[EXTRAIT DU TEXTE]:
Cette vidéo sera publiée prochainement
Covid-19 : pourquoi cette épidémie nous fait peur, par le philosophe Raphaël Liogier
Covid-19 : pourquoi cette épidémie nous fait peur, par le philosophe Raphaël Liogier
D’après le philosophe et sociologue, cette crise réintroduit l’incertitude dans nos vies quotidiennes, et, en creux, le rappel qu’il est impossible d’échapper à la mort.
« Je crois que nous sommes face à la réincursion de la mort, c’est-à-dire de l’incertitude, dans notre vie de tous les jours. Or, le programme de la société moderne, en particulier des sociétés occidentales, c’était de réguler l’incertitude. » Le philosophe et sociologue Raphaël Liogier est professeur à Sciences Po Aix-en-Provence. Pour Brut, il donne son ressenti sur la réception de la pandémie de Covid-19 et du confinement.
« La mort, finalement, ne nous concerne jamais »

[CONSIGNE]:
Recopiez, s'il vous plaît, le passage de l'extrait sur la peur liée au Covid-19, depuis « Cette vidéo sera » jusqu'à « d’échapper à la mort. » inclus.

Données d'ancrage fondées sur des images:

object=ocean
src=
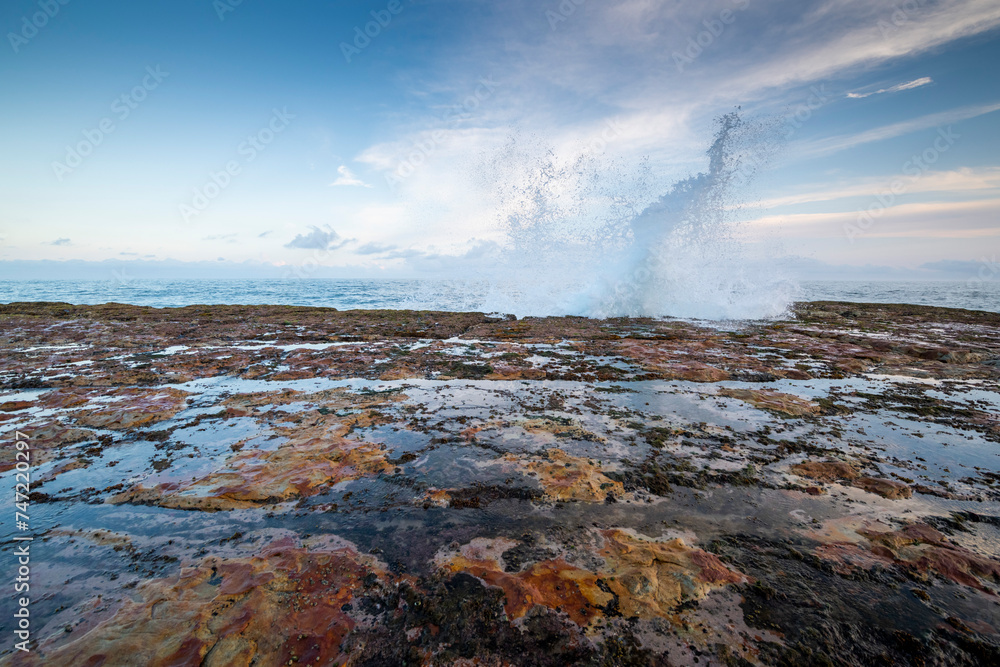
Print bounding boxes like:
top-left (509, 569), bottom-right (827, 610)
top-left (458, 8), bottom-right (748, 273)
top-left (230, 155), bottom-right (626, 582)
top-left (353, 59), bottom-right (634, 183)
top-left (0, 279), bottom-right (1000, 315)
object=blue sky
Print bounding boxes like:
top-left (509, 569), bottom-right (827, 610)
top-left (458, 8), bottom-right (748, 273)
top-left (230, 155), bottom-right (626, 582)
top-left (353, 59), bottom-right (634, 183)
top-left (0, 0), bottom-right (1000, 277)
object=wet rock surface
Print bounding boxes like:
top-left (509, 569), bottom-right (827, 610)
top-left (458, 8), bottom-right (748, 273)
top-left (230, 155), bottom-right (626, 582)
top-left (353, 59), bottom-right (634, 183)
top-left (0, 303), bottom-right (1000, 666)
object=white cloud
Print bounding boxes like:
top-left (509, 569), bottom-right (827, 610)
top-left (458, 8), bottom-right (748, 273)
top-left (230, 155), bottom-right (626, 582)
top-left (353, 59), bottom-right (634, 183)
top-left (755, 167), bottom-right (1000, 209)
top-left (330, 164), bottom-right (371, 188)
top-left (794, 102), bottom-right (1000, 157)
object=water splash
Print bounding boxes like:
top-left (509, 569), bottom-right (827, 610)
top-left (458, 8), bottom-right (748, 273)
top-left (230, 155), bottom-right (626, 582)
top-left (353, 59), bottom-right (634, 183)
top-left (483, 112), bottom-right (794, 320)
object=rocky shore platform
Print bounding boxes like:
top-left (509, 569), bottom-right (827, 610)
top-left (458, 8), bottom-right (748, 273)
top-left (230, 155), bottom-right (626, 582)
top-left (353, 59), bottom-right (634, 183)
top-left (0, 302), bottom-right (1000, 667)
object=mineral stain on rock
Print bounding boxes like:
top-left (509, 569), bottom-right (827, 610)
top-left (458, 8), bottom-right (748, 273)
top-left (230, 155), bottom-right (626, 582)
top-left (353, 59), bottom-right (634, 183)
top-left (0, 303), bottom-right (1000, 666)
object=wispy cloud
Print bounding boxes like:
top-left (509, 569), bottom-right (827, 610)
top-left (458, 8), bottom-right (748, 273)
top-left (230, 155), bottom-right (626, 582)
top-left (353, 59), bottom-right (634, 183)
top-left (847, 76), bottom-right (934, 100)
top-left (796, 102), bottom-right (1000, 157)
top-left (285, 225), bottom-right (350, 250)
top-left (330, 164), bottom-right (371, 188)
top-left (755, 167), bottom-right (1000, 209)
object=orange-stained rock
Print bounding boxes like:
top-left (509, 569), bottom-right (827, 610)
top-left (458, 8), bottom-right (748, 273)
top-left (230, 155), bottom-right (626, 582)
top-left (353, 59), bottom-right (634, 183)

[VOTRE RÉPONSE]:
Cette vidéo sera publiée prochainement
Covid-19 : pourquoi cette épidémie nous fait peur, par le philosophe Raphaël Liogier
Covid-19 : pourquoi cette épidémie nous fait peur, par le philosophe Raphaël Liogier
D’après le philosophe et sociologue, cette crise réintroduit l’incertitude dans nos vies quotidiennes, et, en creux, le rappel qu’il est impossible d’échapper à la mort.